*Excerpt to read*
Is there even a positive correlation between throwing more money at education and having better-educated kids? It looks like at some point over the last thirty years, we got to the point that the administrative cost of distributing the next dollar for education exceeds one dollar, so the extra money gets soaked up by bureaucratic inefficiencies.
But whatever! It's only billions and billions of taxpayer dollars spent by a monopolist that buys its product from a cartel! Clearly, the important thing is to give more money to this completely deranged system, rather than fixing it.
I've never understood this mindset. Don't conservative types like you believe in market influences? How could spending more money NOT improve education levels?
Just a couple of examples off the top of my head:
1) Spending more means higher teacher salaries. Higher salaries attract better talent, which means better education.
2) Spending more means better facilities and supplies. Decent materials and supplies lead to a better classroom experience.
I went to a dirt-poor high school in south Georgia. My chem teacher was senile, our textbooks were 14 years old and falling apart, and the sinks leaked chemicals onto the floor. I know this is anecdotal evidence, but more money would have helped my school a TON.
This whole "bureaucratic inefficiency" argument it a catch-all that greedy rich people like to use as an excuse to not help out the less-fortunate.
One point to bring it on topic: Obama has by far the best use of the Internet any candidate has ever had. From fundraising to volunteer recruitment to local organization to event coordination, he blows the competition away.
Number of Obama Meetup groups: 71
Number of Obama Meetup group members: 4,037
Number of Ron Paul Meetup groups: 716
Number of Ron Paul Meetup group members: 28,870
Largest single day online Ron Paul fundraiser: $6.2 million
Largest single day Barack Obama fundraiser: Errrrmmmm....a lot less.
Of course, if you want to get semantic, I suppose you could say Barack Obama's done a better job using the Internet; the Internet has done more in the way of using Ron Paul.
I can sum it up for you: they pretty much represent the normal political spectrum, but there are a lot more libertarians, and probably fewer Bush style conservatives. If you want to see the results of such a discussion: libertarians vs more left-leaning (a lot more in some cases) vs a few lonely moderates, have a look at reddit. It's generally not that entertaining, and I'd much rather talk about things we all have in common rather than those that divide us.
Right, like the undeniable facts that vim is better than emacs, Macs are fundamentally more secure than Linux, the gphone will be better than the iPhone, 37signals is overrated, ruby is better than python...
I'm so happy this happened, because this will finally save the world! (Not)

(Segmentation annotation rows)
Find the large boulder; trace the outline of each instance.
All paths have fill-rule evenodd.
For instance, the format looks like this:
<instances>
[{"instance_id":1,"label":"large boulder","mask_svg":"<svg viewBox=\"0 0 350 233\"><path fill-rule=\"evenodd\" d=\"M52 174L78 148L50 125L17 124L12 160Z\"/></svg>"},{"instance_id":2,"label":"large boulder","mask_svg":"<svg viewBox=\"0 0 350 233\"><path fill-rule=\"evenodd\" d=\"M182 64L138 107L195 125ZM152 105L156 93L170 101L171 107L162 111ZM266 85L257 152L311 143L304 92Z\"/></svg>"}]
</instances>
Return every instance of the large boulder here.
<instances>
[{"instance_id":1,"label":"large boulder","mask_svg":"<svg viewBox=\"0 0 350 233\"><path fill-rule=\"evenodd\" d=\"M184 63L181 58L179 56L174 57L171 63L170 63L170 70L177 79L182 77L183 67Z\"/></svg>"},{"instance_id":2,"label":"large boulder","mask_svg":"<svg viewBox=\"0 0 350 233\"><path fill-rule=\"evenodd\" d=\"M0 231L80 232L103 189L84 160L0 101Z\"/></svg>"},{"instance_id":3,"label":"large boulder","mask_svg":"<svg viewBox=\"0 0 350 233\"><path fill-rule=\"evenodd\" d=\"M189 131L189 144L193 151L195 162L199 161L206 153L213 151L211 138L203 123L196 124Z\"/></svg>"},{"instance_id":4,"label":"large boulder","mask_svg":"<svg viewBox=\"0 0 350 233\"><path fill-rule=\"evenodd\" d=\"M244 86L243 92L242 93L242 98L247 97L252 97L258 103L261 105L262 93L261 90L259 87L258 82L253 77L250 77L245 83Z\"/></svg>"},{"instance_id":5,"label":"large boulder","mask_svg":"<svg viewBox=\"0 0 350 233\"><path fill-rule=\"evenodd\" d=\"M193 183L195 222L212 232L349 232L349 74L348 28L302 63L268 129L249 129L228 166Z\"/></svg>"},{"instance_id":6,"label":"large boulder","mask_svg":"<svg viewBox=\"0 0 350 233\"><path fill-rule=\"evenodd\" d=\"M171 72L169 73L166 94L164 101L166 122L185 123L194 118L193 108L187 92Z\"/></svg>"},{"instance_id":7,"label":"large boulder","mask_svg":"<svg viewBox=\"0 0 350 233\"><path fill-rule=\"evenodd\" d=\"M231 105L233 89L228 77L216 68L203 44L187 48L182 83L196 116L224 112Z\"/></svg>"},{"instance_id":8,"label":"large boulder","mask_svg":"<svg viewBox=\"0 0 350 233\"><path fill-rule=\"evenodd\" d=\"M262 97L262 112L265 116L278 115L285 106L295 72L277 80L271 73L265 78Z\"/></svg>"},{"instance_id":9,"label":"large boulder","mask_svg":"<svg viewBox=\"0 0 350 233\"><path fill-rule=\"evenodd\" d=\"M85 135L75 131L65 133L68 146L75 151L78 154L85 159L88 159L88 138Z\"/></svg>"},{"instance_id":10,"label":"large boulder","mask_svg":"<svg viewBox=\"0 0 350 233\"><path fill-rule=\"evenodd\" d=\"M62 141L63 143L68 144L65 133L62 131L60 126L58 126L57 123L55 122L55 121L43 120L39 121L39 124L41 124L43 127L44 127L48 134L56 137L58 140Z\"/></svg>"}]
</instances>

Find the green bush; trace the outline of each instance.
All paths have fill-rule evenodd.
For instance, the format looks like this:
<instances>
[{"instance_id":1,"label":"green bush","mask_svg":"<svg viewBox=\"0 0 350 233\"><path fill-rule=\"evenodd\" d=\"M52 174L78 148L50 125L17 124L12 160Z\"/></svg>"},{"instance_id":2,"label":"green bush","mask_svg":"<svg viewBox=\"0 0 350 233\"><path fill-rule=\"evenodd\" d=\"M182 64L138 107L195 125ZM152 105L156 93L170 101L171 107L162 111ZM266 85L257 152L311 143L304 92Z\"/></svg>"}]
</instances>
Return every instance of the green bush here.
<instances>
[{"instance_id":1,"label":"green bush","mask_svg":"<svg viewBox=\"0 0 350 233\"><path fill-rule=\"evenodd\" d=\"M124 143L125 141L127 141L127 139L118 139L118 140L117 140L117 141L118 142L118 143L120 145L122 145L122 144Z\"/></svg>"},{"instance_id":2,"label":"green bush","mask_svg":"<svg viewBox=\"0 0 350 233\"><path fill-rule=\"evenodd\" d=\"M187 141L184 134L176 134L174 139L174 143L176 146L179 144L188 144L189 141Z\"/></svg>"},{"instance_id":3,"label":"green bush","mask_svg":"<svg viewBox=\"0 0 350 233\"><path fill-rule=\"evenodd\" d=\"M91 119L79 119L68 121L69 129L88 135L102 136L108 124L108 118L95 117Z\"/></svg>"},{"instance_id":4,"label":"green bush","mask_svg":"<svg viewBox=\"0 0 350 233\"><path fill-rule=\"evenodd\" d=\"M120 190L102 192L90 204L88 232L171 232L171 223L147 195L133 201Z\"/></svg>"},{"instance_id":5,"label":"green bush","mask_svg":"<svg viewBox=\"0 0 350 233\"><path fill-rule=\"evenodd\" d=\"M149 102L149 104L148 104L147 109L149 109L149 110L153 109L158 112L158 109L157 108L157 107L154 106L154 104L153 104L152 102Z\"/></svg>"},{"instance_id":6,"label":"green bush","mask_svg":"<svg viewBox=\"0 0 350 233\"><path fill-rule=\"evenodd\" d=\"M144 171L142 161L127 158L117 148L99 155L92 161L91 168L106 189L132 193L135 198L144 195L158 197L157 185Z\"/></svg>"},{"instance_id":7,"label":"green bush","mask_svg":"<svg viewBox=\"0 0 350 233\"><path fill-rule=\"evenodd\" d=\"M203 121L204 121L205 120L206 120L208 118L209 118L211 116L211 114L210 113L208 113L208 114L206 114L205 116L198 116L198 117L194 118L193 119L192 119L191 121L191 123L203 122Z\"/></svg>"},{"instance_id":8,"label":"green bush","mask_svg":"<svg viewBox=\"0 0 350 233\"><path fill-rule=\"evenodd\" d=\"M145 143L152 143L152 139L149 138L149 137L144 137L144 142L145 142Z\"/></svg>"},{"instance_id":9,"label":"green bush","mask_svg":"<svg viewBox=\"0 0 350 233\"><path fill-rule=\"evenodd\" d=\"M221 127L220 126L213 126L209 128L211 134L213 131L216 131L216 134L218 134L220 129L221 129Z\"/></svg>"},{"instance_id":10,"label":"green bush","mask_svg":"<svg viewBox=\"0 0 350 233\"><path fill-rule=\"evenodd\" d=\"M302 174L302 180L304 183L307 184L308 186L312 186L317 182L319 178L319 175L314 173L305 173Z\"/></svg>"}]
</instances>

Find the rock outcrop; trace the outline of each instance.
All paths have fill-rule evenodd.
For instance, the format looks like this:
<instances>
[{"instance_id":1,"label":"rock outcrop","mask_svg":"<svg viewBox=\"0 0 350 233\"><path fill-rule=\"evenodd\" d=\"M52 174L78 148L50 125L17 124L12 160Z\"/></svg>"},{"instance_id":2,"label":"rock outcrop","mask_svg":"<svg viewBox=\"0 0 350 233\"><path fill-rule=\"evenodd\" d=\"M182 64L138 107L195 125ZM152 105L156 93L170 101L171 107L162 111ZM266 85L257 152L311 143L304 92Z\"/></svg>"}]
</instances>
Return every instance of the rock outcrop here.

*Objectives*
• a. Retype the part of the forum thread starting at "2) Spending more" and ending at "school a TON.".
• b. Repeat the rows word for word, starting at the line that contains "Find the rock" and ending at the last row.
These rows have no connection to the forum thread.

*Solutions for each task*
• a.
2) Spending more means better facilities and supplies. Decent materials and supplies lead to a better classroom experience.
I went to a dirt-poor high school in south Georgia. My chem teacher was senile, our textbooks were 14 years old and falling apart, and the sinks leaked chemicals onto the floor. I know this is anecdotal evidence, but more money would have helped my school a TON.

• b.
Find the rock outcrop; trace the outline of each instance.
All paths have fill-rule evenodd.
For instance, the format looks like this:
<instances>
[{"instance_id":1,"label":"rock outcrop","mask_svg":"<svg viewBox=\"0 0 350 233\"><path fill-rule=\"evenodd\" d=\"M52 174L78 148L50 125L17 124L12 160Z\"/></svg>"},{"instance_id":2,"label":"rock outcrop","mask_svg":"<svg viewBox=\"0 0 350 233\"><path fill-rule=\"evenodd\" d=\"M182 64L138 107L195 125ZM152 105L156 93L170 101L171 107L162 111ZM266 85L257 152L311 143L304 92Z\"/></svg>"}]
</instances>
Return every instance of the rock outcrop here.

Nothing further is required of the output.